### To do
Pull out every line in the items below that contains the string "brass".

### Stored records

## START

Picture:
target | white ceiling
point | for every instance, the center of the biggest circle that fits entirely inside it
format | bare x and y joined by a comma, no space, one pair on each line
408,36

## END
## START

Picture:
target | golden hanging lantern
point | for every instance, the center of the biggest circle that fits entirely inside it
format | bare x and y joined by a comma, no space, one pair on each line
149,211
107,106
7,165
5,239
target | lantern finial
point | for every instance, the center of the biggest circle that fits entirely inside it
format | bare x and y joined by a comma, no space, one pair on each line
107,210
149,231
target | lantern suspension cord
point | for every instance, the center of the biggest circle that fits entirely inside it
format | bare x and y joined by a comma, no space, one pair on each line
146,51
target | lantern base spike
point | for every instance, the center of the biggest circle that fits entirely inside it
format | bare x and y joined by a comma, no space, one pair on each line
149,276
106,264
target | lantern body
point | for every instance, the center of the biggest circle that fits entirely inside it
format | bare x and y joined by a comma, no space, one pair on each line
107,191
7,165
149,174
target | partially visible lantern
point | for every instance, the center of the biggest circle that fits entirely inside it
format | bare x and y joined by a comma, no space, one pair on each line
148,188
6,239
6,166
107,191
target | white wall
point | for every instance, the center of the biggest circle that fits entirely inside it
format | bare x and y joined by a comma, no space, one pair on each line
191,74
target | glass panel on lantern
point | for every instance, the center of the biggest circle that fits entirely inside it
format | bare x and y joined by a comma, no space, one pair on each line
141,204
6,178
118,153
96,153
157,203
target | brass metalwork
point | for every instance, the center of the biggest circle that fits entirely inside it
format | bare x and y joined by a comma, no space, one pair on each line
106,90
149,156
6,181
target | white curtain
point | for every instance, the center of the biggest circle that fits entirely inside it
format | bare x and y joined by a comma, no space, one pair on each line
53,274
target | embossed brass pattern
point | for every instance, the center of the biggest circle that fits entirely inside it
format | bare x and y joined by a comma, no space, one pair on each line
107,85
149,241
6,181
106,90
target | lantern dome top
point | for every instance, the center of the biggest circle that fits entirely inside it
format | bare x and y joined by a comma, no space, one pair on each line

## END
## START

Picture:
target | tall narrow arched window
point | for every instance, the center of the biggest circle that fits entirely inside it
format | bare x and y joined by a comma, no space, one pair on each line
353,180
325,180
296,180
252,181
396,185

## END

### Task answer
target | brass metalwork
target | embossed brass pattern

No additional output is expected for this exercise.